_What to produce:_
Your task is to write out exactly the lines from the line containing "Point out the man in" through the end of the records, inclusive at both ends.

_Location labeling records:_
---+---

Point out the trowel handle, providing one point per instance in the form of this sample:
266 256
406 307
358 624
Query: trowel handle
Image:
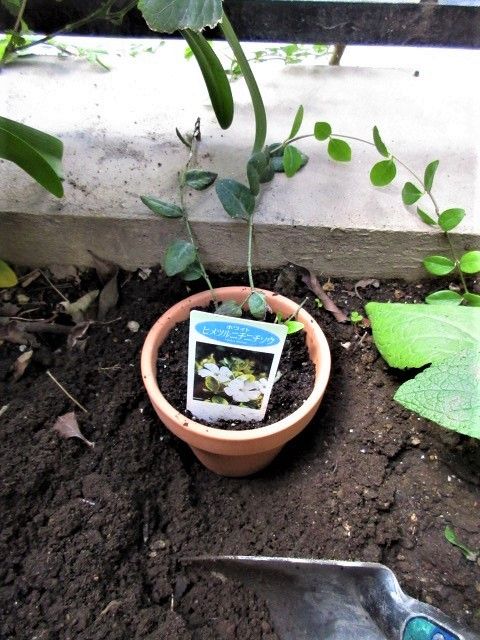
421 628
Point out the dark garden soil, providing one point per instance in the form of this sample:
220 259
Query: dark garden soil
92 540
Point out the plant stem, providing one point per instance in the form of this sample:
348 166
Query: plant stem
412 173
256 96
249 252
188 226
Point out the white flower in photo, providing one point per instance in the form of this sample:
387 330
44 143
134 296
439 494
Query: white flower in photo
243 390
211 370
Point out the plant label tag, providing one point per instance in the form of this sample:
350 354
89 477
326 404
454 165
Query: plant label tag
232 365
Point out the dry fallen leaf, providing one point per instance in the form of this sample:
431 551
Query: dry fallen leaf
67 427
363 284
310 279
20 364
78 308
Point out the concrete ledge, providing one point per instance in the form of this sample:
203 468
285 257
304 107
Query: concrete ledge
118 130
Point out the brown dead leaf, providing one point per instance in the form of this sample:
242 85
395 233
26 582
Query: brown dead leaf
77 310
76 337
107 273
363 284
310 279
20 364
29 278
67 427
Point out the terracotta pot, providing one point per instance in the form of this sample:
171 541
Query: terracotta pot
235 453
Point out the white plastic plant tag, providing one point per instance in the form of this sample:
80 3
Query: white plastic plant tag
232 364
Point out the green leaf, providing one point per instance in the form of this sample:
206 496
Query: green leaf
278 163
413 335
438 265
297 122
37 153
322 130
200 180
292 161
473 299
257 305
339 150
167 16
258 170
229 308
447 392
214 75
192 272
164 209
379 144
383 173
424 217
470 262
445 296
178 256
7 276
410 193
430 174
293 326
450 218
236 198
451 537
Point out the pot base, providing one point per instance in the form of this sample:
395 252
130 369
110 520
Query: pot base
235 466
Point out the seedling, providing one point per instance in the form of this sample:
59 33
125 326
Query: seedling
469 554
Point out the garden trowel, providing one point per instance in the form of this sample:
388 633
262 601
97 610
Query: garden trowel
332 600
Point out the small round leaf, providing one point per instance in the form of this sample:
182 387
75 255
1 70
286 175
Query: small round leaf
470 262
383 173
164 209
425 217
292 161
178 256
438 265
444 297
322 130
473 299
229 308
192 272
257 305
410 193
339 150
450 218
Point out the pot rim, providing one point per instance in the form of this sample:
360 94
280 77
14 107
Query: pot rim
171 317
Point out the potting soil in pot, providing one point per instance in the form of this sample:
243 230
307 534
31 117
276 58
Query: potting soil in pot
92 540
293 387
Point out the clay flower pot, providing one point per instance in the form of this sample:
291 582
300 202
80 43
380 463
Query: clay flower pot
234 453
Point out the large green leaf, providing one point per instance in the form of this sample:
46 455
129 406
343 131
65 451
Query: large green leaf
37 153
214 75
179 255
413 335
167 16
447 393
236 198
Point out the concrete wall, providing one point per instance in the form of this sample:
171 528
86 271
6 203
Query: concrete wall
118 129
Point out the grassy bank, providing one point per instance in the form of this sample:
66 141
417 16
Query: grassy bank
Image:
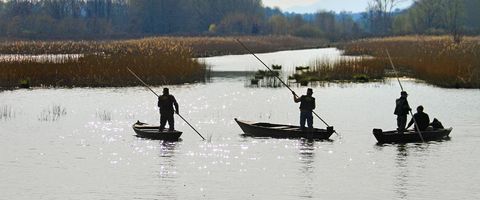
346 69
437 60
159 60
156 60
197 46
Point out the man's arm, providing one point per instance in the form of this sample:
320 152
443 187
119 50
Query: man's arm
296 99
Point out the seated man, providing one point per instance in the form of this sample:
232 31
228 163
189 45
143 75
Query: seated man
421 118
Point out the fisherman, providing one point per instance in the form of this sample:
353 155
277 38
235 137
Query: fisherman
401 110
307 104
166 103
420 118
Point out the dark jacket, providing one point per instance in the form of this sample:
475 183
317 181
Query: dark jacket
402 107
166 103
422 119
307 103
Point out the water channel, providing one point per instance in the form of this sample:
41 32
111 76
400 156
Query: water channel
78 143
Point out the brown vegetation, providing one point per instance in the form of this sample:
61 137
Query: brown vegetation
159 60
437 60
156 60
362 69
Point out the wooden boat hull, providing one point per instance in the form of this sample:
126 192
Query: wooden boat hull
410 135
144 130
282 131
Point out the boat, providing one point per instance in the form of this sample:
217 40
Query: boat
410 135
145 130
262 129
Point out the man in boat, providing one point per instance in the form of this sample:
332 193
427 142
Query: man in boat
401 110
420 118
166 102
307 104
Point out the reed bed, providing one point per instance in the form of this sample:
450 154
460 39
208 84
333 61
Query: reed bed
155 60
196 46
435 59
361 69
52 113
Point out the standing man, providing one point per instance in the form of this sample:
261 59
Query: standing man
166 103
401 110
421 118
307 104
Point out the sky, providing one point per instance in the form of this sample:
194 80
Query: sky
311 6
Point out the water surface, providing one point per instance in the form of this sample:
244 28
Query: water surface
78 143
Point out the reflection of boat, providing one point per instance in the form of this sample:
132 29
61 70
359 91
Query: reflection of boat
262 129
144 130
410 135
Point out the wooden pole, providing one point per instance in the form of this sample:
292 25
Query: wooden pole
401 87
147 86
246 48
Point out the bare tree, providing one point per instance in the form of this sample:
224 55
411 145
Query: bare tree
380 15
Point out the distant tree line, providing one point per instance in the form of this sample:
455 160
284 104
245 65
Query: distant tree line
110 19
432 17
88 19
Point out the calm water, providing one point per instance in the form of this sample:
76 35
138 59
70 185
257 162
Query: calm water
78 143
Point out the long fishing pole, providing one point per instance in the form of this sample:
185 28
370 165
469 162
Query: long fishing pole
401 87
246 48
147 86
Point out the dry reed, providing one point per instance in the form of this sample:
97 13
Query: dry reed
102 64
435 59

---+---

_Answer to the exercise:_
Point out the man in boat, providing one point per instance in the form of this sample:
332 193
427 142
Query: man in boat
401 110
420 118
166 102
307 104
Point out the reed bed, providing one point per instance in the form of this sample:
450 154
460 39
208 84
333 61
Query: reed bed
155 60
196 46
435 59
361 69
52 113
Point out the standing man, providing one point per instance in the form of this sample:
261 59
Query: standing man
166 103
401 110
421 118
307 104
Point out the sky, providing one point per instance in the form of this sample:
194 80
Query: sky
311 6
Point out the water surface, providing one point per instance in the form of this sample:
244 28
Query: water surface
78 143
Point out the reflection of boat, providing one point per instance in the form of this sample:
132 29
61 70
359 91
Query: reflection of boat
262 129
144 130
410 135
Point out the wooden pole, providing one point per instance in the form of this sample:
292 25
Query: wooden pole
401 87
147 86
246 48
Point out the bare tree, providing one point per instance in the form of this sample:
224 55
411 145
Query: bare tree
380 15
Point out the distant tree line, providing one point per instance in the form of this sample:
455 160
284 104
245 65
Query: distant tree line
110 19
432 17
88 19
Point out the calm water, providing one point per instance in the form of this sample:
76 35
138 59
70 185
257 162
Query: calm water
78 143
Point out the long fishing pole, providing one point per instance in the form of this sample:
185 28
370 165
469 162
Query: long fishing pole
401 87
246 48
147 86
Point out the dry reed, providing one point per instance in the form of this sample:
97 13
Query: dry reed
102 64
435 59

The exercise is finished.